The input:
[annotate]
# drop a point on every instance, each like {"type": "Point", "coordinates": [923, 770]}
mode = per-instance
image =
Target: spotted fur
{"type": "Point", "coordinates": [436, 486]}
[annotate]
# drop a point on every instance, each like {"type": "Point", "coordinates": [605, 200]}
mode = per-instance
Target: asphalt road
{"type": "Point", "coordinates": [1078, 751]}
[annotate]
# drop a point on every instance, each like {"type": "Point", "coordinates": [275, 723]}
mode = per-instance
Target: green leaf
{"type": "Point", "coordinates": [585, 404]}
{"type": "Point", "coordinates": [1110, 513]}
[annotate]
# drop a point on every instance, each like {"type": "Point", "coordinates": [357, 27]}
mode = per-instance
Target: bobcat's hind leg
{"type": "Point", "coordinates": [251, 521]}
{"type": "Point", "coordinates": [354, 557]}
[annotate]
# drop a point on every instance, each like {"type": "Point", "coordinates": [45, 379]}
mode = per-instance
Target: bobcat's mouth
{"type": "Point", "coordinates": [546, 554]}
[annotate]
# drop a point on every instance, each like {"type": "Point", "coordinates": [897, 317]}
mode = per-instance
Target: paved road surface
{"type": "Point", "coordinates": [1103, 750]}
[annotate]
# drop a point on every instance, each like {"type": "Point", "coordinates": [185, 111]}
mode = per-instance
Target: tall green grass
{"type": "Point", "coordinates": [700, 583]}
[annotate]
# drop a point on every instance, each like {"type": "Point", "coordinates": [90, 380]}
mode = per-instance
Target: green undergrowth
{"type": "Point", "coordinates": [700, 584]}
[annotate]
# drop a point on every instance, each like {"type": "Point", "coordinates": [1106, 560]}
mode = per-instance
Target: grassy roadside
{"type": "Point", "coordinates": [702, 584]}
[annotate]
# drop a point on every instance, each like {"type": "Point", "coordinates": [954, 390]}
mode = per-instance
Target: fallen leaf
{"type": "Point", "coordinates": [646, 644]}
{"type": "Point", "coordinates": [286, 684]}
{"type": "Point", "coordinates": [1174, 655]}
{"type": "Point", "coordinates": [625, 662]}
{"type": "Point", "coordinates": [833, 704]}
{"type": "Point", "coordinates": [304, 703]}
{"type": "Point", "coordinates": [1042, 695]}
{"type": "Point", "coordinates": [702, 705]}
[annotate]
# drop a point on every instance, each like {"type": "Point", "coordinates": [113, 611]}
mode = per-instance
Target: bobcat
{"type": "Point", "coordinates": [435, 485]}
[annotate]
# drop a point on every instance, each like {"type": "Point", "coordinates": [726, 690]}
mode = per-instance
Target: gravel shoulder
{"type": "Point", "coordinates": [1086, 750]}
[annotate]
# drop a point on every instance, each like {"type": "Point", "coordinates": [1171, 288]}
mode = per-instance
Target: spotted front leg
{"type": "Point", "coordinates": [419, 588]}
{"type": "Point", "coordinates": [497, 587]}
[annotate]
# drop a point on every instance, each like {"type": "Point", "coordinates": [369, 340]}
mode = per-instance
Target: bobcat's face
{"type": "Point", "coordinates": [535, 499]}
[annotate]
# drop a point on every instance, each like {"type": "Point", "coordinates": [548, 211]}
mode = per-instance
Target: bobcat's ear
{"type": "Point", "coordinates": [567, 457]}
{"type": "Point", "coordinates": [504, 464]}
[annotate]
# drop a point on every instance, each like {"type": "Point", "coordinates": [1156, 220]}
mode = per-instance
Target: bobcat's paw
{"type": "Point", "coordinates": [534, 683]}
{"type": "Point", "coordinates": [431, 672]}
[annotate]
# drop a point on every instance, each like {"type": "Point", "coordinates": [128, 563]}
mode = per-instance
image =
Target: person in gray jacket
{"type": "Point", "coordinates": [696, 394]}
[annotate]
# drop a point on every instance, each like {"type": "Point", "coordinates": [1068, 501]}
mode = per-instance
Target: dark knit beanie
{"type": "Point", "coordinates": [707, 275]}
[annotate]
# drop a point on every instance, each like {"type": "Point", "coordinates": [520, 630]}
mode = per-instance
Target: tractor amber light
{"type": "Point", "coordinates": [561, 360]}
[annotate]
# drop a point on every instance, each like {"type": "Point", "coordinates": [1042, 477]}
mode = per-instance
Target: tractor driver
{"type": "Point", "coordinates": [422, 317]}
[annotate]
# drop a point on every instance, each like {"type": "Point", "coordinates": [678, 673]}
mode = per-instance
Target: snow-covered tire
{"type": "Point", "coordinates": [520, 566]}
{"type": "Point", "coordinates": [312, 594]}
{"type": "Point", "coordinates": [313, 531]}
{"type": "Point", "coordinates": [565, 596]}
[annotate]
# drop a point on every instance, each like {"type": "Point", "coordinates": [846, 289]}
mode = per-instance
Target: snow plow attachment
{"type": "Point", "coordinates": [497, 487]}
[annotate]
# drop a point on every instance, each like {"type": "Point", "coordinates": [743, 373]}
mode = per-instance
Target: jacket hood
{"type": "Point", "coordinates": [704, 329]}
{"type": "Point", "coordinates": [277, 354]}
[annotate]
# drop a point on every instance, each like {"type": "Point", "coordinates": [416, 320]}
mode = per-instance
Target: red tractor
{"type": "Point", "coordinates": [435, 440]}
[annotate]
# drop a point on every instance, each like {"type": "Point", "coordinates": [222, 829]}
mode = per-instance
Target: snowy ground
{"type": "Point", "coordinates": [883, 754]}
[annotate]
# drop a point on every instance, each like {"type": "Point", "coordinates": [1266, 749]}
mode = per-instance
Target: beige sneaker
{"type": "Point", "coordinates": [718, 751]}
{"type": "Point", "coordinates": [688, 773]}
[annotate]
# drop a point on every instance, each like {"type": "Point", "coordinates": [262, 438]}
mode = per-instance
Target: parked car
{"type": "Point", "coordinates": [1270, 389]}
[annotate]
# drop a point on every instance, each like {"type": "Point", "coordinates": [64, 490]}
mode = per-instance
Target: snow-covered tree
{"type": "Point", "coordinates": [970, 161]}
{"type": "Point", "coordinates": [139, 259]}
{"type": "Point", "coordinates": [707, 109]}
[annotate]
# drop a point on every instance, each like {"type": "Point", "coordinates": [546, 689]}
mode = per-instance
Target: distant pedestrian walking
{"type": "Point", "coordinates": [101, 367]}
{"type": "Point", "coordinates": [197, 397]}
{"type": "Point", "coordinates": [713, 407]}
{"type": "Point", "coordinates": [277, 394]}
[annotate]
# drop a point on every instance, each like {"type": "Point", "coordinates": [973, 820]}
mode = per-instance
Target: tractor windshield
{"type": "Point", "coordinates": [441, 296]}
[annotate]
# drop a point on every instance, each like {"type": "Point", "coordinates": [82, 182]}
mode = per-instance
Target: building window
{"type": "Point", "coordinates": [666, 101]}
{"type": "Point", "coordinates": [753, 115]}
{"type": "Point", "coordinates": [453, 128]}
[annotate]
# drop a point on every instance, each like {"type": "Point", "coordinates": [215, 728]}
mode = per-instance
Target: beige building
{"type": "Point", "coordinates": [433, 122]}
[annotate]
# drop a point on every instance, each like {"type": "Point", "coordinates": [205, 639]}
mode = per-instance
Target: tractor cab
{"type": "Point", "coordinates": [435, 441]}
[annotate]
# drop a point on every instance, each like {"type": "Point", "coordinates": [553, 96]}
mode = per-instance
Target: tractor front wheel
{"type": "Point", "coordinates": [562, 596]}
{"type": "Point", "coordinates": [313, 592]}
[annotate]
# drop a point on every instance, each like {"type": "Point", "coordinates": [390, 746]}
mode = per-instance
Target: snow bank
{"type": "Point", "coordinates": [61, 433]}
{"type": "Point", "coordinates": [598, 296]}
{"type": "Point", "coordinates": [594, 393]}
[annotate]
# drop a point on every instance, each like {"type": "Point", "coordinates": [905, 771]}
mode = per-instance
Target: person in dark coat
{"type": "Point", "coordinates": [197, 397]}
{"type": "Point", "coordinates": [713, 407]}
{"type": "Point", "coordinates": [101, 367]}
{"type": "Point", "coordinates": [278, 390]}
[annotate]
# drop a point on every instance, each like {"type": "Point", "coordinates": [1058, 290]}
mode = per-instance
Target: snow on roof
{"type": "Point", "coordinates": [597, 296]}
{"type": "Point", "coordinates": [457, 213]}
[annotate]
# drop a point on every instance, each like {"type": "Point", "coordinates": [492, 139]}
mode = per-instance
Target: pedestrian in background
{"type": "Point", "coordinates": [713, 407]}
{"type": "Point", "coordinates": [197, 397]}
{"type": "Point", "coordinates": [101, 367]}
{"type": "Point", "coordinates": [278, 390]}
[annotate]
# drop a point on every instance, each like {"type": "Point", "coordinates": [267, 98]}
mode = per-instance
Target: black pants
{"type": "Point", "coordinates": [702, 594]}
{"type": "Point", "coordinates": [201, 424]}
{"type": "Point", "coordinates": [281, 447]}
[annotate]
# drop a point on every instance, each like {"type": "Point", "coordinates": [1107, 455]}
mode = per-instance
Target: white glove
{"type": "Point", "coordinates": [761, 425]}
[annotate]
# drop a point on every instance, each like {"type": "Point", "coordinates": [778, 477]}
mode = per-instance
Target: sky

Work to complete:
The answer consists only of the lines from the one containing "Target: black pants" to the end of the records, each written out exactly.

Output of the exercise:
Target: black pants
{"type": "Point", "coordinates": [702, 594]}
{"type": "Point", "coordinates": [201, 424]}
{"type": "Point", "coordinates": [281, 447]}
[annotate]
# drop a point on every instance, each like {"type": "Point", "coordinates": [1107, 455]}
mode = per-instance
Target: white glove
{"type": "Point", "coordinates": [761, 425]}
[annotate]
# drop a point on every instance, each like {"type": "Point", "coordinates": [778, 477]}
mode = per-instance
Target: sky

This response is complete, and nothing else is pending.